*WORK TO DO*. Quote the lines from the line holding "<item>bearded baseball player</item>" to the very end of the listing, exactly, and no others.

*RECORDS FOR THIS EXERCISE*.

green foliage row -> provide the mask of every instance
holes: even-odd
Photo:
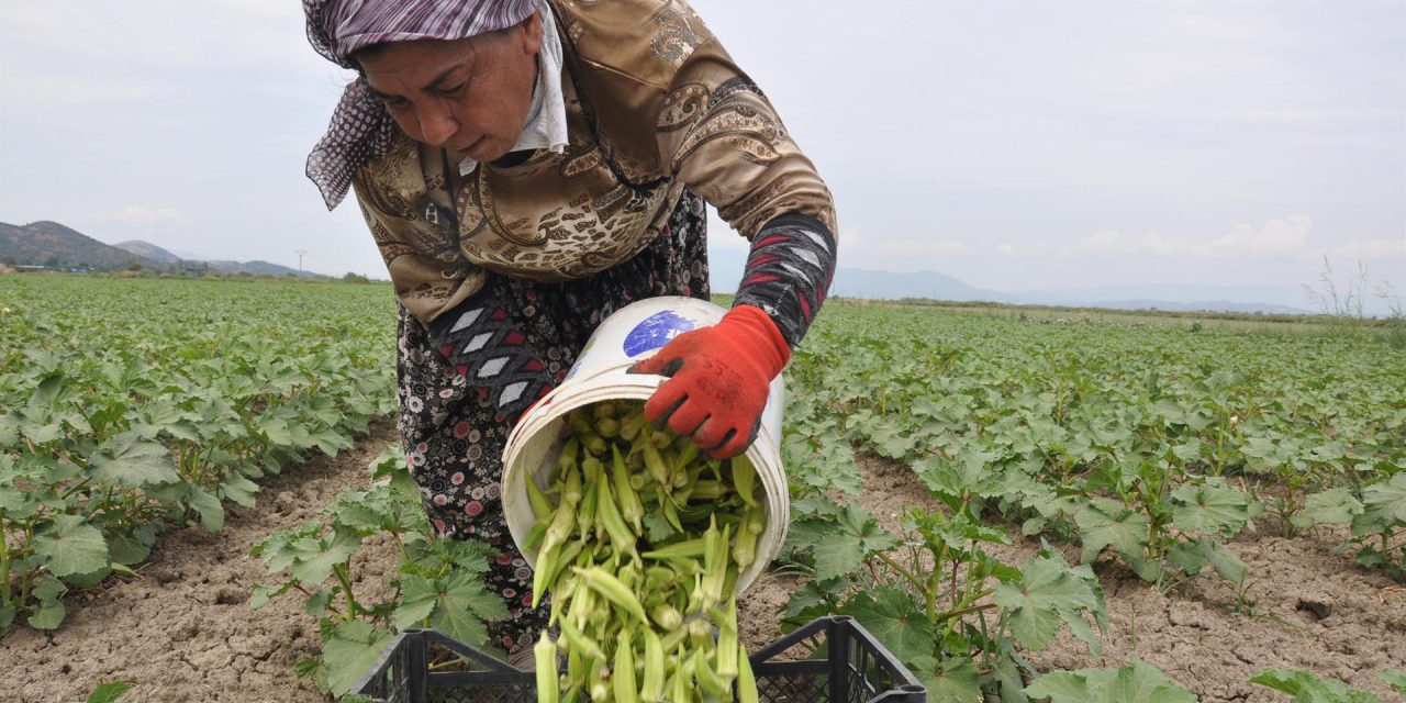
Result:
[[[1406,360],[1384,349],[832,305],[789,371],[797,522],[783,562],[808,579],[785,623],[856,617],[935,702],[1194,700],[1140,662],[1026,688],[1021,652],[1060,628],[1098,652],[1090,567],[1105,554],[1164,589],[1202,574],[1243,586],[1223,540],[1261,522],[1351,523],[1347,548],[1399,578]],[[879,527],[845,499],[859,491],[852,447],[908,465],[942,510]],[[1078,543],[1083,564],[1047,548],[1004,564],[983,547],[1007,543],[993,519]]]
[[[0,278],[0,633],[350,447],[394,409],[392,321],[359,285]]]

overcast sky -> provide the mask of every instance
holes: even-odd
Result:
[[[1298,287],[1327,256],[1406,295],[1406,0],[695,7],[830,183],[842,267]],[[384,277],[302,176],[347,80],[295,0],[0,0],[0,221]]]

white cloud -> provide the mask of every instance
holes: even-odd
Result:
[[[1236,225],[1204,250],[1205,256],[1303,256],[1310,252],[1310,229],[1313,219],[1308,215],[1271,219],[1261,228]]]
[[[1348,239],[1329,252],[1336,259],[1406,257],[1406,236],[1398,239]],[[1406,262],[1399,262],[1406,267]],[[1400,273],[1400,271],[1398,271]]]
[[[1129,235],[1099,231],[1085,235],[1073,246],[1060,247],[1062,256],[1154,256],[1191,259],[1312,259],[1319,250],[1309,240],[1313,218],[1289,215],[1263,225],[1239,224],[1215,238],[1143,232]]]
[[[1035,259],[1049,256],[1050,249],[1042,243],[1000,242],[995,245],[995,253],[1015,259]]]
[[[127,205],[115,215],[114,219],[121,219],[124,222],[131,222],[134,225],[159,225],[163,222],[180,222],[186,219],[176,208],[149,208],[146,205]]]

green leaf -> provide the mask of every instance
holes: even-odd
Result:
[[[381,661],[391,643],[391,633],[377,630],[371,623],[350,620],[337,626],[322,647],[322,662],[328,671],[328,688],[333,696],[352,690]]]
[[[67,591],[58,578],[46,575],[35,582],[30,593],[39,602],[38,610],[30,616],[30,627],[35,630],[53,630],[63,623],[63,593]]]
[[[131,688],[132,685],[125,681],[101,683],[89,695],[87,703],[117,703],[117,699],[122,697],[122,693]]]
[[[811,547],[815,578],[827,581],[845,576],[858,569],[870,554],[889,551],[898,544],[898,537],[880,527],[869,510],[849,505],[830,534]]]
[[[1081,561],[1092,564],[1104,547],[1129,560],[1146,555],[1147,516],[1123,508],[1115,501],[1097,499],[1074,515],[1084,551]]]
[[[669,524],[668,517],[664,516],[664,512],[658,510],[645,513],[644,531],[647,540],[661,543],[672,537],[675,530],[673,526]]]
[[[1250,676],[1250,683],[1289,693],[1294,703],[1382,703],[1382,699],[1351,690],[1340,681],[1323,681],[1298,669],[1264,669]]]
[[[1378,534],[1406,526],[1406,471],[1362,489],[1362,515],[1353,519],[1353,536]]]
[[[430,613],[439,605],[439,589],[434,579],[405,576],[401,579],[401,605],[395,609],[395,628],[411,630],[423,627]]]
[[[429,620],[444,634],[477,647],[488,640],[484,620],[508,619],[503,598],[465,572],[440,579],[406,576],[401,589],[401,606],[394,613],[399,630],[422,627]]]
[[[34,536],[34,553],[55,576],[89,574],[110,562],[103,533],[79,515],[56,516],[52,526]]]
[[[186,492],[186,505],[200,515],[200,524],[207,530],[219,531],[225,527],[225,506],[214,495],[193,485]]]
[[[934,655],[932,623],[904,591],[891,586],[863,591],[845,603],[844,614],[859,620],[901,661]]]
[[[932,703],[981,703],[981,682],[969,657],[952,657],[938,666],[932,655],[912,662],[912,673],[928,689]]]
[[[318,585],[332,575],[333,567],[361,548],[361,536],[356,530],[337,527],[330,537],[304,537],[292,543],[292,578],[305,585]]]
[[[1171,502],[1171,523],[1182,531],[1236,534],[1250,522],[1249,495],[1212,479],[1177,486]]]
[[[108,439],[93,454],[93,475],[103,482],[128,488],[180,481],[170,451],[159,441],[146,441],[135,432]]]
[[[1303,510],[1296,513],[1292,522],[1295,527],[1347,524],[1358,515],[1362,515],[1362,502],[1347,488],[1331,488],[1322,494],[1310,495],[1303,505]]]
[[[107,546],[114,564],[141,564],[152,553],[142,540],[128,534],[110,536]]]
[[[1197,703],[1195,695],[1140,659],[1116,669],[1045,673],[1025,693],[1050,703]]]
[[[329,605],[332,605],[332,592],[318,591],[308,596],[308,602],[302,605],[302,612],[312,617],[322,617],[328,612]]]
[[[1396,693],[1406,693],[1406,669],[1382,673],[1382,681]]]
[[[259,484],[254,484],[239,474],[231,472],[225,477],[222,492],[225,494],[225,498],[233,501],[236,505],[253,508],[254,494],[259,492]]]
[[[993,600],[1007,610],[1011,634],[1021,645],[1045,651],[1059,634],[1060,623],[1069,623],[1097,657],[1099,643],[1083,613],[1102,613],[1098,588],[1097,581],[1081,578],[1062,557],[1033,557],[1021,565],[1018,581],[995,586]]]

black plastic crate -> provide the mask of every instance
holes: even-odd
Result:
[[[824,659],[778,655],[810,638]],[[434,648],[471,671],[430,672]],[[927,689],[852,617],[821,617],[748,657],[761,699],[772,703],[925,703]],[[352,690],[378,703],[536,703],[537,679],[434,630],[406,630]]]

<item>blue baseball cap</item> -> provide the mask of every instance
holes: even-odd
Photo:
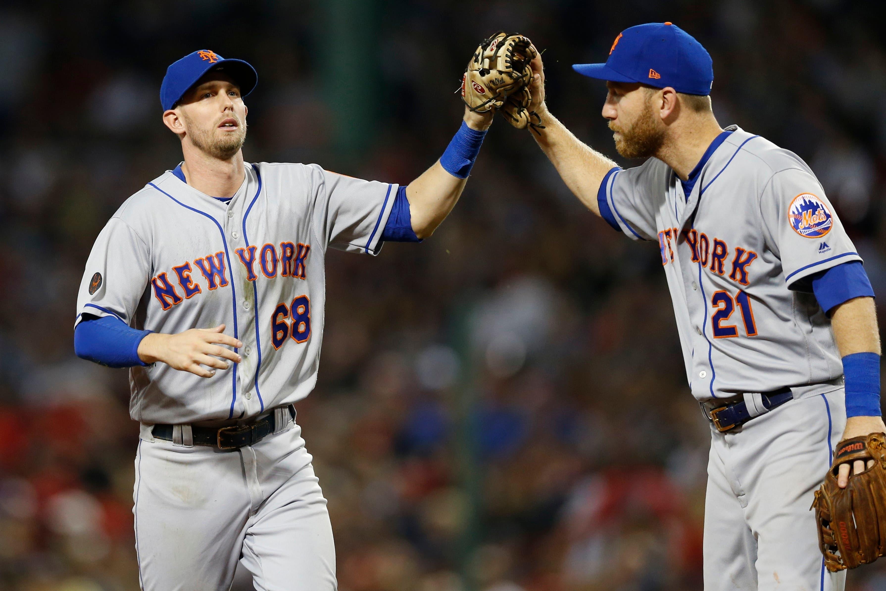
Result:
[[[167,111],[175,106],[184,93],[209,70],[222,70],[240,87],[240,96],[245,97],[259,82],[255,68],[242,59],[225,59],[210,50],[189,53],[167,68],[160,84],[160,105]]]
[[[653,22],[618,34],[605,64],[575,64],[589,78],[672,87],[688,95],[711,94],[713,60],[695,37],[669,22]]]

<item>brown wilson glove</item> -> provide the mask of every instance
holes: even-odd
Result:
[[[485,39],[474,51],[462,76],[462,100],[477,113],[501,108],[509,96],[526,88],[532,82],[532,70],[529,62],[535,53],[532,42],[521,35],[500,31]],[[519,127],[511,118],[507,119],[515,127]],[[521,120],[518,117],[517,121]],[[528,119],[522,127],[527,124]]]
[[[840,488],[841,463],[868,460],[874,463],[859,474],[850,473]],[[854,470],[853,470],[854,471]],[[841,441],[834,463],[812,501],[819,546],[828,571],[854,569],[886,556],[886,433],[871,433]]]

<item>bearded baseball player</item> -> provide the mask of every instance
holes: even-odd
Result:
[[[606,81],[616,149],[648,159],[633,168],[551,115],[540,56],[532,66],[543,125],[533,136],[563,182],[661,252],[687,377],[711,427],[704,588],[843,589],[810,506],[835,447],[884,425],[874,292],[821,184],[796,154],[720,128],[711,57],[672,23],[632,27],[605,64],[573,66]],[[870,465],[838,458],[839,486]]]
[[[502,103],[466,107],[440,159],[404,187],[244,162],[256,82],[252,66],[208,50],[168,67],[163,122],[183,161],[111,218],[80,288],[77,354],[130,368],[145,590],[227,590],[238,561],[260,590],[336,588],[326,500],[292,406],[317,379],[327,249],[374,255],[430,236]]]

*THE ANSWER*.
<item>bearded baseball player</item> -> provide the mask of every instance
holes: even-odd
Result:
[[[606,81],[616,149],[648,159],[633,168],[551,115],[540,56],[532,66],[543,125],[533,136],[563,182],[661,252],[687,377],[711,427],[704,588],[843,589],[810,506],[835,447],[884,425],[874,292],[821,184],[796,154],[720,128],[711,57],[672,23],[632,27],[605,64],[573,66]],[[870,465],[838,458],[839,486]]]
[[[502,103],[466,107],[440,159],[404,187],[244,162],[256,82],[252,66],[208,50],[168,67],[163,122],[183,161],[111,218],[80,288],[77,354],[130,368],[145,590],[227,590],[238,561],[260,590],[336,588],[326,500],[292,406],[317,379],[327,249],[374,255],[430,236]]]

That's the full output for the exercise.